[Task directions] Starting with the line containing "The client would like the tree" and continuing through the last line of the listing, lay out each line as one string in a JSON list. Skip blank lines.

[Given entries]
....................
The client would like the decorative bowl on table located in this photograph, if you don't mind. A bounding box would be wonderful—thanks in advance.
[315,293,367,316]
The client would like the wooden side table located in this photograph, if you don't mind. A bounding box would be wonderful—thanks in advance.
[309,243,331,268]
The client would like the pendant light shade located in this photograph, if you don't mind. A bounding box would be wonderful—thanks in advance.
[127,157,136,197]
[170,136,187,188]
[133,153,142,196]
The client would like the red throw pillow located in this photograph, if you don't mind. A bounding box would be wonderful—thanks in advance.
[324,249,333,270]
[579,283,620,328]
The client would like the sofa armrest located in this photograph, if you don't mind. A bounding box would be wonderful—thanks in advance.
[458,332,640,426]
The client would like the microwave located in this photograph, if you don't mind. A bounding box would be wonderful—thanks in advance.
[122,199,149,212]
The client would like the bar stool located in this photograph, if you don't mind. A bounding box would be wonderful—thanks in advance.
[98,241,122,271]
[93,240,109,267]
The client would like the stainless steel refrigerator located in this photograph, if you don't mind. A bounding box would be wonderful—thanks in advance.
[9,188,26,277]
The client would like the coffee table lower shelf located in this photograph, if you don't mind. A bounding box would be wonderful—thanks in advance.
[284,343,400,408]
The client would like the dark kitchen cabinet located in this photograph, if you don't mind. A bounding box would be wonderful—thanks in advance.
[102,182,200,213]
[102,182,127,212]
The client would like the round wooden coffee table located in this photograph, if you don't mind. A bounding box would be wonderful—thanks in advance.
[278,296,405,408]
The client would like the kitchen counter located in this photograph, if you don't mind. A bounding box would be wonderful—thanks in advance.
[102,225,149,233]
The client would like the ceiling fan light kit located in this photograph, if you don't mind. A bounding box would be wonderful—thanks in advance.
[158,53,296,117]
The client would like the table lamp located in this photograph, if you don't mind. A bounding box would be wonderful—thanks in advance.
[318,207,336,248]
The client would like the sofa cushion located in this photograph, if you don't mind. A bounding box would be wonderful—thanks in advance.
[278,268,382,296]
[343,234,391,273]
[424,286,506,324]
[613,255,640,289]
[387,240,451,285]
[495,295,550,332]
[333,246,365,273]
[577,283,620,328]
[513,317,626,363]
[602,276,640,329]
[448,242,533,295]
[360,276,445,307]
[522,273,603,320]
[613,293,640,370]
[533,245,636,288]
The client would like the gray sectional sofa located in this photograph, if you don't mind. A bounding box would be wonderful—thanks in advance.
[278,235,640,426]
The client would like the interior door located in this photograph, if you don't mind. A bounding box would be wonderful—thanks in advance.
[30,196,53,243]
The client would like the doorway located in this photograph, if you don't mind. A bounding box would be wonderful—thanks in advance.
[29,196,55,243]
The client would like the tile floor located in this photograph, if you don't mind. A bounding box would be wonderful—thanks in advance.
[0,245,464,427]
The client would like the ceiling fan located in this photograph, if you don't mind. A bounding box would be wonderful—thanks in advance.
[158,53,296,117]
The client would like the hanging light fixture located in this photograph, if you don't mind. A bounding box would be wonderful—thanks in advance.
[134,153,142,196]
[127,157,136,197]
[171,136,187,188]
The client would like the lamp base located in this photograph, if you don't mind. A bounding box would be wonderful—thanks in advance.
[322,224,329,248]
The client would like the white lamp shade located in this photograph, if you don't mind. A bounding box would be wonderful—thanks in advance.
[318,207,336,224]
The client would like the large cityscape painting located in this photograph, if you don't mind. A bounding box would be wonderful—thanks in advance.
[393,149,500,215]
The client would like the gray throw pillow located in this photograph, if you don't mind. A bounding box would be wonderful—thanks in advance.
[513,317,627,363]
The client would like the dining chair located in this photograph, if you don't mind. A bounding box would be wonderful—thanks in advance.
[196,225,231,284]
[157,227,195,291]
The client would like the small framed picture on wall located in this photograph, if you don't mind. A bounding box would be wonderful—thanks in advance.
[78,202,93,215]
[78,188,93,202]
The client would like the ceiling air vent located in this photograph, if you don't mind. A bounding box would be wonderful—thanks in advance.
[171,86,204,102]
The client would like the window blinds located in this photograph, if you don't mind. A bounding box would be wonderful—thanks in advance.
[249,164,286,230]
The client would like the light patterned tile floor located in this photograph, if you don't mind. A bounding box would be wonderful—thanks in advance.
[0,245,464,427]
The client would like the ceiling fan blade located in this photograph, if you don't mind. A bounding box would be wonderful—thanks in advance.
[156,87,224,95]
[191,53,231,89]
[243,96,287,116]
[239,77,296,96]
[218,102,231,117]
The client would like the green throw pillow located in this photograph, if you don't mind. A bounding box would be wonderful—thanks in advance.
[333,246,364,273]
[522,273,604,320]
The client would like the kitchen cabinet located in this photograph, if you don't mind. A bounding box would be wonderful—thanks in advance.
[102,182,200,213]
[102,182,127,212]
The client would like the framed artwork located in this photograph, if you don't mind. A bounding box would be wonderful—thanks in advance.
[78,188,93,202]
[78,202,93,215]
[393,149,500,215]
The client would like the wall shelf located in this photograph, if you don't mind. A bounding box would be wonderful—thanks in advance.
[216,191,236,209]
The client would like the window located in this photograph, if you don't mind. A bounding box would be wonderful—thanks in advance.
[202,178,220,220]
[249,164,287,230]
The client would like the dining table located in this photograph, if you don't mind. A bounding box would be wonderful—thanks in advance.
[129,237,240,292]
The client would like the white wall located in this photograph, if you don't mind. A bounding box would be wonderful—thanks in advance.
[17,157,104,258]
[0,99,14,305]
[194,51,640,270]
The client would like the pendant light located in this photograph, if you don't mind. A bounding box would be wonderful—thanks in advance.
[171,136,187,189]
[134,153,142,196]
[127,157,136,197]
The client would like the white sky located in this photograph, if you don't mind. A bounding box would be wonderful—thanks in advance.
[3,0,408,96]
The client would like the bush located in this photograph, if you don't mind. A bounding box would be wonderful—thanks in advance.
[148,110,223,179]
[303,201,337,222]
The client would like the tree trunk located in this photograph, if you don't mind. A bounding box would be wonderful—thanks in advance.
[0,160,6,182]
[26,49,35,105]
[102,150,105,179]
....................
[Task output]
[
  "The client would like the tree trunk located in this photograph, if you don't mind. A bounding box would be wonderful—thanks in advance.",
  "[0,160,6,182]",
  "[26,49,35,105]",
  "[102,150,105,179]"
]